**WHAT TO WORK ON:**
A) Return the passage of the H-Flow referee report from "major comments (2)" up to and including "learned dense flow.".
B) Translate this sentence from the H-Flow referee report into Spanish: "A unified multi-head transformer jointly predicts scene flow along with pose and depth as auxiliary outputs."
C) Write what comes next in the H-Flow referee report, picking up after its final sentence.

**SOURCE EXCERPT:**
========

A structured set of objections, weighed in public.

Desk editor's note, referee report, simulated authors' rebuttal, and a circularity audit. Tearing a paper down is the easy half of reading it; the pith above is the substance, this is the friction.

Referee Report

2 major / 2 minor

Summary. The manuscript introduces H-Flow, a self-supervised method for dense human scene flow from monocular video. A unified multi-head transformer jointly predicts scene flow along with pose and depth as auxiliary outputs. In the absence of dense labels, the approach encodes geometric, structural, and biomechanical priors as cross-modal consistency objectives. The authors also release DynAct4D, a synthetic benchmark with dense flow ground truth across varied subjects, garments, and motions. Experiments claim that H-Flow outperforms both generic scene-flow estimators and parametric human-model baselines on standard benchmarks while generalizing zero-shot to in-the-wild video.

Significance. If the central claims are substantiated, the work would meaningfully advance human motion capture by addressing the inability of parametric models to represent non-rigid clothing and soft-tissue dynamics while avoiding the supervision requirements that limit generic scene flow. The joint multi-modal architecture and physics-inspired self-supervision constitute a coherent attempt to solve an acknowledged gap; the public release of DynAct4D and associated code would further strengthen the contribution.

major comments (2)
  1. [§4] §4 (Experiments) and associated ablation tables: the central claim that cross-modal physics priors enable the flow head to capture non-rigid surface dynamics beyond what the pose head already provides is load-bearing for both the outperformance and zero-shot generalization statements. No ablation is shown that isolates the flow head trained only with pose/depth supervision versus the full set of geometric-structural-biomechanical objectives; without this, it remains possible that reported gains are largely inherited from the pose prediction rather than independently learned dense flow.

========

Dataset items

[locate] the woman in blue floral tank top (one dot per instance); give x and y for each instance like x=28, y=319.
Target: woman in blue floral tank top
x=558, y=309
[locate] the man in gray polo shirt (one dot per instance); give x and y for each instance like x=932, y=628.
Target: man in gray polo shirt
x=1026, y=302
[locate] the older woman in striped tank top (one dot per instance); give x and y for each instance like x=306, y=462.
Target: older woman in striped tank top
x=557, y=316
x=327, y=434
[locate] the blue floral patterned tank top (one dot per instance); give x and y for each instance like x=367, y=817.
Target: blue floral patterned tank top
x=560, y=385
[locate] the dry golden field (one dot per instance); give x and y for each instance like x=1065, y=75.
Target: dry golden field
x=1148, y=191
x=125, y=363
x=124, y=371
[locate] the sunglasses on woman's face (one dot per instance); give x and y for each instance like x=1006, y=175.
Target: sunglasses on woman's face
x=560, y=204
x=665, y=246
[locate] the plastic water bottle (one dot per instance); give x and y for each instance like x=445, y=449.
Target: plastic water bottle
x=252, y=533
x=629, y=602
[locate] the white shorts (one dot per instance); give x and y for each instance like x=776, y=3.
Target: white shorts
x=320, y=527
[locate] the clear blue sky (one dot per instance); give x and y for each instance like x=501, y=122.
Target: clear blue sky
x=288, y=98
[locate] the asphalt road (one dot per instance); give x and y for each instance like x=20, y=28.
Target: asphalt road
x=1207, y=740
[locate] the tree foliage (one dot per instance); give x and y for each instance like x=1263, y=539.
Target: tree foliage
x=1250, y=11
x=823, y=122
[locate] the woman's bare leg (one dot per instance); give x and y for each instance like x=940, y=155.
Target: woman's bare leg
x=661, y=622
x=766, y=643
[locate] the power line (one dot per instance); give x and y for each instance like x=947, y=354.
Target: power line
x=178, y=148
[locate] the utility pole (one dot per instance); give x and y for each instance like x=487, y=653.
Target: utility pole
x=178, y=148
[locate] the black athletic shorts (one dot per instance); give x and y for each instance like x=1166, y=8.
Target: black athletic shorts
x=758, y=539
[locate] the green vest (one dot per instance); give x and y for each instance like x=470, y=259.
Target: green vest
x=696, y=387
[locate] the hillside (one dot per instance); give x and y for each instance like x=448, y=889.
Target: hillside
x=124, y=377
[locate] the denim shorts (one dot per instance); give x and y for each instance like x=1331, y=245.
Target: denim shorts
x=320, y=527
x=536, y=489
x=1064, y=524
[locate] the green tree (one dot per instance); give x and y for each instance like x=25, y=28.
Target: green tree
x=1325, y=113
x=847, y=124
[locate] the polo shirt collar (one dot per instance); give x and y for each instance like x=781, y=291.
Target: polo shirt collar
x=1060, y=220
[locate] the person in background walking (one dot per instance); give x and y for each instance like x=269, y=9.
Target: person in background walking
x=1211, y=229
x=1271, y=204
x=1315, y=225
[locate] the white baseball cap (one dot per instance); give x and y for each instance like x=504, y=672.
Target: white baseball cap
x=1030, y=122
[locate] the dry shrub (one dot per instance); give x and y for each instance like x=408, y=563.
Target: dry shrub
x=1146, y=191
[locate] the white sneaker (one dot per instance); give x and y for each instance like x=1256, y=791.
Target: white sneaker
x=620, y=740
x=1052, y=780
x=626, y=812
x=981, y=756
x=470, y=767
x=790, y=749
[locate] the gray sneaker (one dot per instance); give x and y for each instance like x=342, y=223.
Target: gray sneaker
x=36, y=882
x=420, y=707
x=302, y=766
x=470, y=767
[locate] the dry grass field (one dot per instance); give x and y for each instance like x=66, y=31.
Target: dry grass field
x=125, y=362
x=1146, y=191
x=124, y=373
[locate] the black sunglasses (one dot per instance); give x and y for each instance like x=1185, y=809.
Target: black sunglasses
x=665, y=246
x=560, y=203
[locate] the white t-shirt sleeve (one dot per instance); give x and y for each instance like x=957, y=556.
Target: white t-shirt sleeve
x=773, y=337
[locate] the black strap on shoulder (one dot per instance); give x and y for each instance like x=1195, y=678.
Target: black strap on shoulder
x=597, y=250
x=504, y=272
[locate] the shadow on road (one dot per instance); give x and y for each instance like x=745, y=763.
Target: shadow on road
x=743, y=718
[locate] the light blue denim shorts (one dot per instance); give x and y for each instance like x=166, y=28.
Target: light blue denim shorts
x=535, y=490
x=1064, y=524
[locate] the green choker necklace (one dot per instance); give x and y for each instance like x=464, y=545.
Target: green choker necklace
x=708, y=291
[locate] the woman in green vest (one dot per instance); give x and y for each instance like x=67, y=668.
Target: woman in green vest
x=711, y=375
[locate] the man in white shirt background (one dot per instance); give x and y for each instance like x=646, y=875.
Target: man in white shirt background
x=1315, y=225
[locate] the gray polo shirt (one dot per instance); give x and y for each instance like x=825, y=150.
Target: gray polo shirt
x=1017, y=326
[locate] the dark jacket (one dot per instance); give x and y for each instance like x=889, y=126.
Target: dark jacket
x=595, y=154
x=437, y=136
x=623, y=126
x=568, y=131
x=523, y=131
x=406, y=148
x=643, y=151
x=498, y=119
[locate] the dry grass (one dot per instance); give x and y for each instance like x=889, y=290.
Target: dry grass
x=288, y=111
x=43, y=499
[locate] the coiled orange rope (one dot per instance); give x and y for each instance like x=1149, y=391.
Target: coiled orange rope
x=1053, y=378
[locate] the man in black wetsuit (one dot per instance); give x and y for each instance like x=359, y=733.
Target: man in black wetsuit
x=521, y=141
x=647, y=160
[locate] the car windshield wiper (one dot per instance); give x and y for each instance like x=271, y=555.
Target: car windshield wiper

========

**ANSWERS TO EACH TASK:**
A)
major comments (2)
  1. [§4] §4 (Experiments) and associated ablation tables: the central claim that cross-modal physics priors enable the flow head to capture non-rigid surface dynamics beyond what the pose head already provides is load-bearing for both the outperformance and zero-shot generalization statements. No ablation is shown that isolates the flow head trained only with pose/depth supervision versus the full set of geometric-structural-biomechanical objectives; without this, it remains possible that reported gains are largely inherited from the pose prediction rather than independently learned dense flow.

B) Un transformer multicabezal unificado predice conjuntamente el flujo de escena junto con la pose y la profundidad como salidas auxiliares.

C)
  2. [§3.2] §3.2 (Loss formulations): the biomechanical and structural prior losses are described at a high level but lack explicit equations demonstrating that they impose constraints on the flow field that are not already satisfied by the pose and depth heads. If the priors reduce to re-projection or rigidity terms already implicit in the pose output, the argument that they specifically regularize clothing/soft-tissue motion would be weakened.
minor comments (2)
  1. [Figure 2] Figure 2 (architecture diagram): the three output heads are not visually distinguished with sufficient clarity; adding explicit labels or color coding for flow, pose, and depth would improve readability.
  2. [§4.1] The description of DynAct4D in §4.1 should include a brief statement on how the synthetic rendering pipeline ensures that the provided dense flow annotations are independent of the parametric body model used for pose generation.

Simulated Author's Rebuttal

2 responses · 0 unresolved

We thank the referee for the constructive and detailed feedback on our manuscript. We have carefully addressed each major comment below and will incorporate revisions to strengthen the presentation and empirical support for our claims.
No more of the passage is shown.